Goal: Copy out exactly the lines from the one containing "segment --target=chrome gear knob" to the end of the records below, both included, and nothing else.

Data shown:

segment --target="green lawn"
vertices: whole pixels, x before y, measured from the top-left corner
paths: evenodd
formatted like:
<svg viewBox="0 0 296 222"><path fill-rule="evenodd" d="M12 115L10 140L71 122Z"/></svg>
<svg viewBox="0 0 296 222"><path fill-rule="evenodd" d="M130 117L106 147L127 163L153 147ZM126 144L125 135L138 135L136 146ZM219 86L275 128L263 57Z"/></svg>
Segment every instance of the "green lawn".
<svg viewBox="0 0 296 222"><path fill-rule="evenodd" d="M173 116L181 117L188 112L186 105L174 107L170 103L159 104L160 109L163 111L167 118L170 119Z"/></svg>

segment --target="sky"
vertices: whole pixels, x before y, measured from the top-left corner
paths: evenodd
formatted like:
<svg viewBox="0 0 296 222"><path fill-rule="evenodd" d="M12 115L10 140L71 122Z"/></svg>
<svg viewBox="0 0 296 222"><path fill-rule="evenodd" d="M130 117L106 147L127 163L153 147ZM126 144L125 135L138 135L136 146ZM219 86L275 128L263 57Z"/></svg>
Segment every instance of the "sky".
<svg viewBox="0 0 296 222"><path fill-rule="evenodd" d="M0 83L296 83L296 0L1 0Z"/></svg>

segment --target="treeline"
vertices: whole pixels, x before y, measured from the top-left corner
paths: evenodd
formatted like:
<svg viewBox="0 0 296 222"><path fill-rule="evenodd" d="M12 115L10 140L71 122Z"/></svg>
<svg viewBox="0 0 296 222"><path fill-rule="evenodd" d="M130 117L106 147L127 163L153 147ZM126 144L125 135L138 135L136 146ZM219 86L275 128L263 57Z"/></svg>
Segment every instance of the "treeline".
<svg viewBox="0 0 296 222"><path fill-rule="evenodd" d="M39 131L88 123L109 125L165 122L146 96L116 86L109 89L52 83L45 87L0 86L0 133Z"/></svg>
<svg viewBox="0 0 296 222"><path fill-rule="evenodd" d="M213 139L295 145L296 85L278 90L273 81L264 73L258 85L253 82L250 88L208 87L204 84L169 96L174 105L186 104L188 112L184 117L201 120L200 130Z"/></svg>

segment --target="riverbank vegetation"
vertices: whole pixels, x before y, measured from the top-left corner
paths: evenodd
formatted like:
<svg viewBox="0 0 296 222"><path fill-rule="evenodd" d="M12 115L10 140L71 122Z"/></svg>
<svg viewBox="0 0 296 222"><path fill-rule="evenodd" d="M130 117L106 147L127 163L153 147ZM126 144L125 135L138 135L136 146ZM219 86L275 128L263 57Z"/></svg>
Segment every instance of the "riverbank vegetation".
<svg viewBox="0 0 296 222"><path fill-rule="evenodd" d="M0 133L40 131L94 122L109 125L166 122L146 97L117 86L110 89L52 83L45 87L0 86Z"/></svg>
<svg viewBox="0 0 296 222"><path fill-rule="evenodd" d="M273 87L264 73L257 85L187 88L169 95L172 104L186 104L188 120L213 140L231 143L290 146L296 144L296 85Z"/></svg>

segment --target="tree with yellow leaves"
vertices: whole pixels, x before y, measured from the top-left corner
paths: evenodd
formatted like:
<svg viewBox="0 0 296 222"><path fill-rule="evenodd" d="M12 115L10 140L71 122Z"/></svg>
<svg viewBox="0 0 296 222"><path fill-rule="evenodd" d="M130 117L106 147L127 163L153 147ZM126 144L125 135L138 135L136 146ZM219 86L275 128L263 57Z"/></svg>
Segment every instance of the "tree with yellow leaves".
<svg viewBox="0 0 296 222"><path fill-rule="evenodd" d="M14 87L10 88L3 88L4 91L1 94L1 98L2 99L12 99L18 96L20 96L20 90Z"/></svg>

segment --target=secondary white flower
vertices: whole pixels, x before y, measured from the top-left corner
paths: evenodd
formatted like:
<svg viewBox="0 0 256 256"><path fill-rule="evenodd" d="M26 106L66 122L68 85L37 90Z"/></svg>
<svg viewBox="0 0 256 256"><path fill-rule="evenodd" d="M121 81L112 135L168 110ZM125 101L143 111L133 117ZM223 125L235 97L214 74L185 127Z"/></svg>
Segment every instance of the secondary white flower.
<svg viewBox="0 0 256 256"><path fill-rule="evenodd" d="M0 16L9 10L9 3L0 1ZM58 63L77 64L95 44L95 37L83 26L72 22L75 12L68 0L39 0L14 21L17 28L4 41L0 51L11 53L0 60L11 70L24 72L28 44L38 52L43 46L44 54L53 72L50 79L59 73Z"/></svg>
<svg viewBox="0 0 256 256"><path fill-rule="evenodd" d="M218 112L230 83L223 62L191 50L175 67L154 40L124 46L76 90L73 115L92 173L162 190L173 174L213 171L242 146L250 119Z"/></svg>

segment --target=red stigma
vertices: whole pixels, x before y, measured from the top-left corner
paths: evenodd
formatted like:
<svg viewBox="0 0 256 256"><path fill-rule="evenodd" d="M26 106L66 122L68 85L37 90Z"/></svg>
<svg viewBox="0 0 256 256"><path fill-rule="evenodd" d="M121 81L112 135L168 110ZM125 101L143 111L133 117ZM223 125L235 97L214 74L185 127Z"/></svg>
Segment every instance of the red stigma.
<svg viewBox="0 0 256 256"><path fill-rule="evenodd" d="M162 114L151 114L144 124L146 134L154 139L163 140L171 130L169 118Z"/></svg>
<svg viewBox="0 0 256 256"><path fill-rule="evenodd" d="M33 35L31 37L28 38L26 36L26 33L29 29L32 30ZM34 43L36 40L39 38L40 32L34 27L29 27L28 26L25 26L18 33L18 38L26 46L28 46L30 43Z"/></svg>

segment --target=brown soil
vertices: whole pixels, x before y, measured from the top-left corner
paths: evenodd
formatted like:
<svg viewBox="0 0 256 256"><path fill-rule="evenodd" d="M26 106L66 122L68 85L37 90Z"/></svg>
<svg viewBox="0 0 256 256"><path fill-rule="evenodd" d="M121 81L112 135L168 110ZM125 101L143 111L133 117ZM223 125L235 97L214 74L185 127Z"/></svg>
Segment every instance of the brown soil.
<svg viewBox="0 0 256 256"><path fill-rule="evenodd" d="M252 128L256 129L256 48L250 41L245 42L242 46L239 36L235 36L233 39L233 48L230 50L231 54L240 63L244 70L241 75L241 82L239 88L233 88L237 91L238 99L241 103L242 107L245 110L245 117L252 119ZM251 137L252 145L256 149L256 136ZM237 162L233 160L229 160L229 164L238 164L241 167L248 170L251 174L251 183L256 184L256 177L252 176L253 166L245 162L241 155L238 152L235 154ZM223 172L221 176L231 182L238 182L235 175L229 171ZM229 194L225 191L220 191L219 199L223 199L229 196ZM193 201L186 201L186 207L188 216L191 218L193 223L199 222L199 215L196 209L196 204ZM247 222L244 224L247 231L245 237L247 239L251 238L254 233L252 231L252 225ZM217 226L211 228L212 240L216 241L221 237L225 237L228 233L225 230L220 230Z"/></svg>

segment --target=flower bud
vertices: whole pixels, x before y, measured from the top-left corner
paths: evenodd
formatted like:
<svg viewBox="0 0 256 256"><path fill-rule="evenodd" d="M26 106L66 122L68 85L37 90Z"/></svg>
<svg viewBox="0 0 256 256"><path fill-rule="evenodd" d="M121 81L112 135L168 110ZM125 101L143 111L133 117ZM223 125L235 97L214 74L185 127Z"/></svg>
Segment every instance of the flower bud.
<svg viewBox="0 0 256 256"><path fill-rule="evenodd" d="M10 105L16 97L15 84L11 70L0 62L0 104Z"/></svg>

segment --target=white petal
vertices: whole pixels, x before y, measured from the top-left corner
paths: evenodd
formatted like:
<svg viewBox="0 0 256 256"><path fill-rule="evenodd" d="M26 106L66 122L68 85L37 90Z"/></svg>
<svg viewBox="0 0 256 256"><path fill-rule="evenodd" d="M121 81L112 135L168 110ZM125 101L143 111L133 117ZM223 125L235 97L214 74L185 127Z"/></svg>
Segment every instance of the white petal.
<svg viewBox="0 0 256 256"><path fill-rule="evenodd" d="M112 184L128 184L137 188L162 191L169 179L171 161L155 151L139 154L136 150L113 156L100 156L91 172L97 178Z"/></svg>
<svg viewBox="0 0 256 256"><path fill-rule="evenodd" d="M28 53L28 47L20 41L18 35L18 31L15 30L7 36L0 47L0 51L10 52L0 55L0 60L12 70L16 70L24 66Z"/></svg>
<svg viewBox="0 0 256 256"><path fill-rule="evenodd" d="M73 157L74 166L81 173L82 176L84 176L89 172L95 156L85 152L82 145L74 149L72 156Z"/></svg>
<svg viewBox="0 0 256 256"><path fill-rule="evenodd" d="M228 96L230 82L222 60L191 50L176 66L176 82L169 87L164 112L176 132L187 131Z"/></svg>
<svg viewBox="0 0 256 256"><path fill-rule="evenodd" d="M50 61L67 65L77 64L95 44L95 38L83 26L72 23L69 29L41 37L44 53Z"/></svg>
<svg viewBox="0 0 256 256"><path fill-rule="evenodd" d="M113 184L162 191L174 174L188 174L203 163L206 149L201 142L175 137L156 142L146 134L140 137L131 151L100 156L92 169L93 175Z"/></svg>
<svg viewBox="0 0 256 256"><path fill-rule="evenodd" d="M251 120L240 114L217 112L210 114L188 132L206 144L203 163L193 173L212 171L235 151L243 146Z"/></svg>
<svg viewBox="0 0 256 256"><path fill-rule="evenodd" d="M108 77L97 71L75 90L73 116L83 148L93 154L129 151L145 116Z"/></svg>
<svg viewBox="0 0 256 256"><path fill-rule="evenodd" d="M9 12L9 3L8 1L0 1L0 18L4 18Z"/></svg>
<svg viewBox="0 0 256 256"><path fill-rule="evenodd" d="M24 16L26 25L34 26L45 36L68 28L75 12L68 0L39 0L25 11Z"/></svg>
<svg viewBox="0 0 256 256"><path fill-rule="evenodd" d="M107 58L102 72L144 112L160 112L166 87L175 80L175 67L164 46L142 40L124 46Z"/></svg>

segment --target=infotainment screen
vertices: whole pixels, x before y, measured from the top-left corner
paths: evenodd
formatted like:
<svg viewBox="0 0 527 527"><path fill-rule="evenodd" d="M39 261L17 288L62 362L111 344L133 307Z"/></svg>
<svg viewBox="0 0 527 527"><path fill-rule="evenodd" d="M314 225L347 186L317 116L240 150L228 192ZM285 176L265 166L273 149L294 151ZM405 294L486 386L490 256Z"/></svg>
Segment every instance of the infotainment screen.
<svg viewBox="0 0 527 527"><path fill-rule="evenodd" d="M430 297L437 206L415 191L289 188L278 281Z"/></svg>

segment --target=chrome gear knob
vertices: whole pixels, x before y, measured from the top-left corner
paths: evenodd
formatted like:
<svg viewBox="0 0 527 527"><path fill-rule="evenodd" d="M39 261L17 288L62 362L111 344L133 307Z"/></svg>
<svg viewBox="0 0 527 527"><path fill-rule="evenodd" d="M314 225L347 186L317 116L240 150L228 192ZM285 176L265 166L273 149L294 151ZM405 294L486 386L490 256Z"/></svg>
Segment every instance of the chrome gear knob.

Solution for this problem:
segment --target=chrome gear knob
vertices: whole pixels, x before y, measured from the top-left corner
paths: evenodd
formatted like:
<svg viewBox="0 0 527 527"><path fill-rule="evenodd" d="M39 261L17 288L62 362L111 344L133 307Z"/></svg>
<svg viewBox="0 0 527 527"><path fill-rule="evenodd" d="M314 225L347 186L317 116L240 150L228 192ZM285 176L265 166L273 149L294 151ZM405 294L486 386L490 256Z"/></svg>
Segment every instance of the chrome gear knob.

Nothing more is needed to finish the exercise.